**Materials provided**

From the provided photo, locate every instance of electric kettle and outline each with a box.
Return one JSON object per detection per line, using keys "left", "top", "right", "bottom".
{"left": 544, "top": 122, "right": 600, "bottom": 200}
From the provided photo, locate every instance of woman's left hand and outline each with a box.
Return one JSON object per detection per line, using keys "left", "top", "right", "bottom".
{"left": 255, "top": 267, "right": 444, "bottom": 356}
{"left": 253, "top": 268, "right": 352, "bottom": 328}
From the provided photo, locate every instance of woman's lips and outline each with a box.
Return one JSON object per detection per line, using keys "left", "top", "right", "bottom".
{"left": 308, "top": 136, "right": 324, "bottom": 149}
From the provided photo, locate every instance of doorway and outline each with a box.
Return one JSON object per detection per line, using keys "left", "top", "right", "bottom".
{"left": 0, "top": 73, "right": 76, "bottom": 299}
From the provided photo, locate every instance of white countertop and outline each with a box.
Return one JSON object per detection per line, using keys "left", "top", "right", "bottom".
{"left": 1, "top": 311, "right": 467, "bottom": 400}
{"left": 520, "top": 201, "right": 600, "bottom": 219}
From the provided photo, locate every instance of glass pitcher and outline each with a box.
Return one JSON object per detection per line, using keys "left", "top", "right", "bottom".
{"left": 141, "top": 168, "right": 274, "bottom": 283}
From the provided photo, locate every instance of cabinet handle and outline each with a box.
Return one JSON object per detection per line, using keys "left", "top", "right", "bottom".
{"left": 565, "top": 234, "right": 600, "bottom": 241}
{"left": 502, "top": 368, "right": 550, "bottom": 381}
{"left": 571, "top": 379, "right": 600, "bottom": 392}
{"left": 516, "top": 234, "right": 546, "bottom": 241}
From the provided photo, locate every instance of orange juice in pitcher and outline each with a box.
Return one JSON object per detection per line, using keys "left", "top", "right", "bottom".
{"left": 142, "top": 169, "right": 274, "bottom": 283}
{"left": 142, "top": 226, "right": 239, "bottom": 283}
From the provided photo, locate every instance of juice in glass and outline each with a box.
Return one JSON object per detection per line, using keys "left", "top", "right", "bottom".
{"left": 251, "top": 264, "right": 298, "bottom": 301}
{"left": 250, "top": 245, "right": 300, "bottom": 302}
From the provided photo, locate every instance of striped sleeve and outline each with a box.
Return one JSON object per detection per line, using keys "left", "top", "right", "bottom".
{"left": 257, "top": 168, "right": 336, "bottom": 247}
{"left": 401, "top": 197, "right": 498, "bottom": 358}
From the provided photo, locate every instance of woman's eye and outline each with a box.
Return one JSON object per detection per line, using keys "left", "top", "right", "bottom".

**Task requirements**
Among the entries above, how many lines include "pitcher"? State the number and nothing else.

**Written response**
2